Aufgabenstellung.
Formatiere die Zeilen der Datensätze unten als JSON-Liste von Strings, einen String pro Zeile, ohne Leerzeilen. Nimm nur die Zeilen von der Zeile mit „Mark every instance of the green“ bis zur Zeile mit „x=750 y=511“, beide eingeschlossen.

Datensätze.
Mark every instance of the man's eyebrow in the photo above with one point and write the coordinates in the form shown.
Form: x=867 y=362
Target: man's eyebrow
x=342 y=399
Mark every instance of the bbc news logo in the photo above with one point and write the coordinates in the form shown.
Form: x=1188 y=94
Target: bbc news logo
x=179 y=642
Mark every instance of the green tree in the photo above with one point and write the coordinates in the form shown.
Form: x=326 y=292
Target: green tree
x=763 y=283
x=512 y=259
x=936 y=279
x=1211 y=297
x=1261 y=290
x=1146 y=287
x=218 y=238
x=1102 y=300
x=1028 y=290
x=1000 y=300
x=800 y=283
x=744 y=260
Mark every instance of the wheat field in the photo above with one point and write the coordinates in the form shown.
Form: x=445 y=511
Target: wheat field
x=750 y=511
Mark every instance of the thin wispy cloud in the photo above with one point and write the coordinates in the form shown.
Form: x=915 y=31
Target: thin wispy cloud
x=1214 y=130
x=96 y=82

Ergebnis.
[
  "Mark every instance of the green tree in the photo above with one point and write the coordinates in the form shown.",
  "Form: x=326 y=292",
  "Target: green tree",
  "x=763 y=283",
  "x=512 y=259",
  "x=936 y=279",
  "x=1211 y=297",
  "x=1261 y=290",
  "x=1146 y=287",
  "x=218 y=238",
  "x=1102 y=300",
  "x=1028 y=290",
  "x=1000 y=300",
  "x=800 y=283",
  "x=744 y=260",
  "Mark every instance of the wheat field in the photo above with one point and write the coordinates in the form shown.",
  "Form: x=445 y=511",
  "Target: wheat field",
  "x=750 y=511"
]